[Detection annotation records]
☆ ☆ ☆ ☆ ☆ ☆ ☆

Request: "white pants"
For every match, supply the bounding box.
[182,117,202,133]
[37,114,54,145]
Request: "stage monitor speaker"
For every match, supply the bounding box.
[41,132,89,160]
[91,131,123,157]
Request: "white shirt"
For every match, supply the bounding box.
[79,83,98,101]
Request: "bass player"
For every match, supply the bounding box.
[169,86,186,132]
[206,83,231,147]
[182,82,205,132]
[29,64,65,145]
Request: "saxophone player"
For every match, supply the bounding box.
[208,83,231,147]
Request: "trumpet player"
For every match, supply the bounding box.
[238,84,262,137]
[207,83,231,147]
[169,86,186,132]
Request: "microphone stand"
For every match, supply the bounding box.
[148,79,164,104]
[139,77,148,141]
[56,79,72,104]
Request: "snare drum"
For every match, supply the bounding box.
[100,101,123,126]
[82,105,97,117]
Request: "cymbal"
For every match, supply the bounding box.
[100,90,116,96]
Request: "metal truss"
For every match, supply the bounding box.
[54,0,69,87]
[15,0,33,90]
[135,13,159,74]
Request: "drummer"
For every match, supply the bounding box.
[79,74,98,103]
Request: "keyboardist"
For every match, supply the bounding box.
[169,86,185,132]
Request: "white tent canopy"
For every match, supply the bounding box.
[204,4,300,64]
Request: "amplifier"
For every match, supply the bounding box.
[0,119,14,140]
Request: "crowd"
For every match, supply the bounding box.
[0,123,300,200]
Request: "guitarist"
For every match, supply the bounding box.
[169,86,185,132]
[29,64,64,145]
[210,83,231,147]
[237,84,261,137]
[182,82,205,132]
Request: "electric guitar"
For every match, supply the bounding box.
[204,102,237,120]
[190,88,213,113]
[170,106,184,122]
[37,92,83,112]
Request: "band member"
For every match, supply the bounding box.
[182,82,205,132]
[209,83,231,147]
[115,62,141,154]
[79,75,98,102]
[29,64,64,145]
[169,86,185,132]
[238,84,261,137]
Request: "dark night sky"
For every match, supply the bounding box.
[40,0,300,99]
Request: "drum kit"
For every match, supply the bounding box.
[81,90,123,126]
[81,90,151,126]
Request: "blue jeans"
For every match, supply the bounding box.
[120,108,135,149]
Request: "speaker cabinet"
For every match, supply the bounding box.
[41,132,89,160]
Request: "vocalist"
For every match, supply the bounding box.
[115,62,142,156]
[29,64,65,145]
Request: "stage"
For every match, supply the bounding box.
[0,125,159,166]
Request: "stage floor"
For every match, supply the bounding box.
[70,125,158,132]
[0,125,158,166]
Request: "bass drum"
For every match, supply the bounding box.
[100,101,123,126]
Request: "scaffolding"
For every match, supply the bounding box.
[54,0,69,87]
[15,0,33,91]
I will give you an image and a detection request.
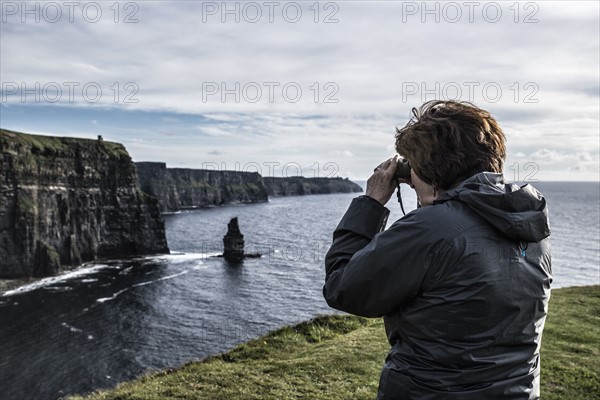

☆ ☆ ☆ ☆ ☆ ☆ ☆

OBJECTIVE ▸ Please find every line in the records that contains the word "bass" and copy each of those lines out.

ANSWER TO THIS EXERCISE ▸
Request: "bass player"
Request: "bass drum"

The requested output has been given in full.